Thousands of people were hunkering down in monasteries, pagodas and schools, taking shelter from a powerful storm that slammed into the coast of Myanmar, tearing roofs off buildings and killing at least three people.
The centre of Cyclone Mocha made landfall on Sunday afternoon in Myanmar’s Rakhine state near Sittwe township, with wind speeds of up to 130 miles an hour, Myanmar’s meteorological department said.
Myanmar’s military information office said the storm had damaged houses, electrical transformers, mobile phone towers, boats and lampposts in Sittwe, Kyaukpyu, and Gwa townships.
It said the storm also tore roofs off of sports buildings on the Coco Islands, about 264 miles (425km) southwest of the country’s largest city, Yangon.
Rakhine-based media reported that streets and basements of houses in Sittwe’s low-lying areas had been flooded. Much of the area was cut off from telephone and internet services after high winds damaged mobile phone towers.
More than 4,000 of Sittwe’s 300,000 residents were evacuated to other cities and more than 20,000 people were sheltering in sturdy buildings including monasteries, pagodas and schools located on the city’s highlands, said Tin Nyein Oo, who is volunteering in shelters in Sittwe.

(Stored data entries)
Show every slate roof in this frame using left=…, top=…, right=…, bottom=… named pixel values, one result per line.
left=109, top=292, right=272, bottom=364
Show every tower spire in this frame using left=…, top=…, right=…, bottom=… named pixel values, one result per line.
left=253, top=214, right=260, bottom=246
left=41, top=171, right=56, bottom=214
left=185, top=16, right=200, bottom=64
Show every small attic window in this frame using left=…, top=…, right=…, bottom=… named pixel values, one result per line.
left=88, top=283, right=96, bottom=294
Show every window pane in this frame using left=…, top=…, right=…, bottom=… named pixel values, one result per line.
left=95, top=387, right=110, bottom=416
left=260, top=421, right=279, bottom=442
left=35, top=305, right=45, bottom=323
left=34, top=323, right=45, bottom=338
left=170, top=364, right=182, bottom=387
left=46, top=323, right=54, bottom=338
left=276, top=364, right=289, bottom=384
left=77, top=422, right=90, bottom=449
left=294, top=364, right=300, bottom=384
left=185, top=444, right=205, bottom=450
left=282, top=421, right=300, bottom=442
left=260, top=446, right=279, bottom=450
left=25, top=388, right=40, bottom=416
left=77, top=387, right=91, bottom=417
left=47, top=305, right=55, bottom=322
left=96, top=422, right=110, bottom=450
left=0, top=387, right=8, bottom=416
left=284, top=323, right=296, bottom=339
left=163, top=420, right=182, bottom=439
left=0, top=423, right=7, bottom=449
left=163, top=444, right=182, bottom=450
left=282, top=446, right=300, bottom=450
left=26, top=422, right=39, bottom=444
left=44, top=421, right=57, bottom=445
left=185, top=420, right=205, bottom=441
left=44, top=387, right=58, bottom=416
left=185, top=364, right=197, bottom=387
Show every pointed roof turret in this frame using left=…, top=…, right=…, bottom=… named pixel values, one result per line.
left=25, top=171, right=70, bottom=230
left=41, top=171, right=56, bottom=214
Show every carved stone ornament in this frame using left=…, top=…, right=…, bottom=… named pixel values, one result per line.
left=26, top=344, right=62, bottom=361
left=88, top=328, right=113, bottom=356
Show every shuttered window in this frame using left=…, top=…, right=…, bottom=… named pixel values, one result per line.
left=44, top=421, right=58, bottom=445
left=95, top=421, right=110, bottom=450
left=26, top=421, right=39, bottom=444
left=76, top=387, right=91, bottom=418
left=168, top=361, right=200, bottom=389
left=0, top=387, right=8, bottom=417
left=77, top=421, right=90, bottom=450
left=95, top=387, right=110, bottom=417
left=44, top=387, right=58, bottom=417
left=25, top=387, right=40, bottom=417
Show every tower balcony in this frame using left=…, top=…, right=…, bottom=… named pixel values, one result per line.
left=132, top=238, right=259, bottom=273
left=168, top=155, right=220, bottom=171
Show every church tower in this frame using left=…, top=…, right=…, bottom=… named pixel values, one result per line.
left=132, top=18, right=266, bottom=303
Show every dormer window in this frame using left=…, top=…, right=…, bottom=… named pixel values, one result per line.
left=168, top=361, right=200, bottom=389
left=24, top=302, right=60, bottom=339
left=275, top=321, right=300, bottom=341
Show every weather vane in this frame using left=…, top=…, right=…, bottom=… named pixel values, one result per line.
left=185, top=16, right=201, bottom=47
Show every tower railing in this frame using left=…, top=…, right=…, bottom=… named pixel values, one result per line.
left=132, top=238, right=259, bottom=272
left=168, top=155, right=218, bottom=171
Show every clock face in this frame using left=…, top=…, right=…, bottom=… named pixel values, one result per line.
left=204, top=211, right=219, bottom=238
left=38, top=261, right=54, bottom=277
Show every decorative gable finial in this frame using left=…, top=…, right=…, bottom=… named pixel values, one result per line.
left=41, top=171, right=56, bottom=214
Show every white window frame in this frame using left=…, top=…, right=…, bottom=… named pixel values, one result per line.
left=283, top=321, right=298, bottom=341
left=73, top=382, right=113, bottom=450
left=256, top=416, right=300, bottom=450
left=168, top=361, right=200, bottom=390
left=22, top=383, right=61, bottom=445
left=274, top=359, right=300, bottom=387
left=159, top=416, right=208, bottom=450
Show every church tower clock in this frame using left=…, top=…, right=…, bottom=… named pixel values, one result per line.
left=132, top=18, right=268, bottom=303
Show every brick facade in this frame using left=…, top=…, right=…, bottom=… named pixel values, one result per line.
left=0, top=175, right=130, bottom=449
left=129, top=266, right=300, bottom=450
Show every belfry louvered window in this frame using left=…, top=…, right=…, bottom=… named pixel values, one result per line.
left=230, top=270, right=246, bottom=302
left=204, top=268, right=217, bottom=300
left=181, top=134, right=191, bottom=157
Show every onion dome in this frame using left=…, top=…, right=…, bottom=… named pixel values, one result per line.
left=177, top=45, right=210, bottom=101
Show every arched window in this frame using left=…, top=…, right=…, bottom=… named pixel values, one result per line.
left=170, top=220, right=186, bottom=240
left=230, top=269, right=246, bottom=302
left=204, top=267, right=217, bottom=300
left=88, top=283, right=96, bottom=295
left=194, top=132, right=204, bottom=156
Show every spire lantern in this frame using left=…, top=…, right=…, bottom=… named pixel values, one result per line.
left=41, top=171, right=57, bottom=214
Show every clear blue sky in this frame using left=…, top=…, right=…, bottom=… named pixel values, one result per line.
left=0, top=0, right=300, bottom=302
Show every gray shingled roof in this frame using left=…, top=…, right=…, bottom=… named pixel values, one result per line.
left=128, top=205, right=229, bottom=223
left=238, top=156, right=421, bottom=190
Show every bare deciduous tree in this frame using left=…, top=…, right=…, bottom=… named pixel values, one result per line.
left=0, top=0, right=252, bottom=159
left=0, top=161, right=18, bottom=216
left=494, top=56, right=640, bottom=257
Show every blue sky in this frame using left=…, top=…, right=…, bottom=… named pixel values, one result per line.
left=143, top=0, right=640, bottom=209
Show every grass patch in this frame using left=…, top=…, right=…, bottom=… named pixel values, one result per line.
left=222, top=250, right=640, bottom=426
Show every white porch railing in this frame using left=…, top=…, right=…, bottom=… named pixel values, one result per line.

Work order:
Continue the news report on Cyclone Mocha hitting Myanmar, starting right after its final sentence.

Your response:
Speaking earlier, Lin Lin, chairman of a local charitable foundation, said there was not enough food in the shelters in Sittwe, after more people had arrived than expected.
Titon Mitra, the UN Development Programme representative in Myanmar, tweeted: “Mocha has made landfall. 2m people at risk. Damage and losses are expected to be extensive. We are ready to respond and will need unhindered access to all affected communities.”
Several deaths caused by wind and rain were reported in Myanmar on Sunday morning.
A rescue team from the country’s eastern Shan state announced on its Facebook social media page that they had recovered the bodies of a couple who were buried when a landslide caused by heavy rain hit their house in Tachileik township.
Local media reported that a man had been crushed to death when a banyan tree fell on him in Pyin Oo Lwin township in the central Mandalay Region.
Authorities in the Bangladeshi city of Cox’s Bazar, which lay in the storm’s predicted path, said earlier that they had evacuated some 1.27 million people, but by early afternoon it appeared that the storm would mostly miss the country as it veered east, Azizur Rahman, director of the Bangladesh meteorological department in Dhaka, said.
“The level of risk has reduced to a great extent in Bangladesh,” he told reporters.
Strong winds accompanied by rains continued in the Saint Martin’s Island in the Bay of Bengal in the afternoon, but feared tidal surges did not take place because the cyclone started crossing the Bangladesh coast at low tide, Dhaka-based Jamuna TV station reported.
UN agencies and aid workers in Bangladesh had prepositioned tons of dry food and dozens of ambulances with mobile medical teams in sprawling refugee camps that house more than one million Rohingya who fled persecution in Myanmar.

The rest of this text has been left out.